→ **YOUR ASSIGNMENT**: What follows is a set of entries. Repeat them exactly, but not their pictures.

→ **DATA EXTRACT**:
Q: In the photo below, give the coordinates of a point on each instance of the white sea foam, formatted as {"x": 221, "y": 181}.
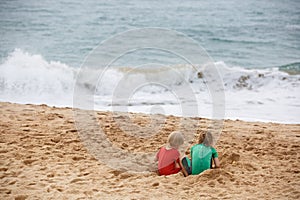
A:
{"x": 251, "y": 94}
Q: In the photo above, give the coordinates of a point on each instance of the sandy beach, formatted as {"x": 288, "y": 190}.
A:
{"x": 43, "y": 157}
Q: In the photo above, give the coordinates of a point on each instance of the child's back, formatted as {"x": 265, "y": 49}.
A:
{"x": 169, "y": 157}
{"x": 201, "y": 157}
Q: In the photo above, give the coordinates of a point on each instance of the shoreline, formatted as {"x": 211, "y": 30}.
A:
{"x": 167, "y": 115}
{"x": 43, "y": 156}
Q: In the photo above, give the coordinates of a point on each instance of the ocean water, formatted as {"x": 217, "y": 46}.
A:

→ **TASK ANSWER**:
Q: In the photo below, give the coordinates of a point on each instance of the white sea foam, formatted as {"x": 221, "y": 181}.
A:
{"x": 251, "y": 94}
Q: In the photo above, give the coordinates of a point on each instance of the sandy beach, formatted as {"x": 288, "y": 190}.
A:
{"x": 43, "y": 157}
Q: In the photo above, give the coordinates of a point on each instance of the child's back, formatted as {"x": 265, "y": 49}.
A:
{"x": 169, "y": 157}
{"x": 201, "y": 157}
Q: In the photo above, give the coordinates of a point on each instance of the shoreline, formatted as {"x": 211, "y": 30}.
A:
{"x": 167, "y": 115}
{"x": 43, "y": 156}
Q: In the photo above, give the coordinates of a point on each instance of the ocean water, formatted as {"x": 217, "y": 46}.
A:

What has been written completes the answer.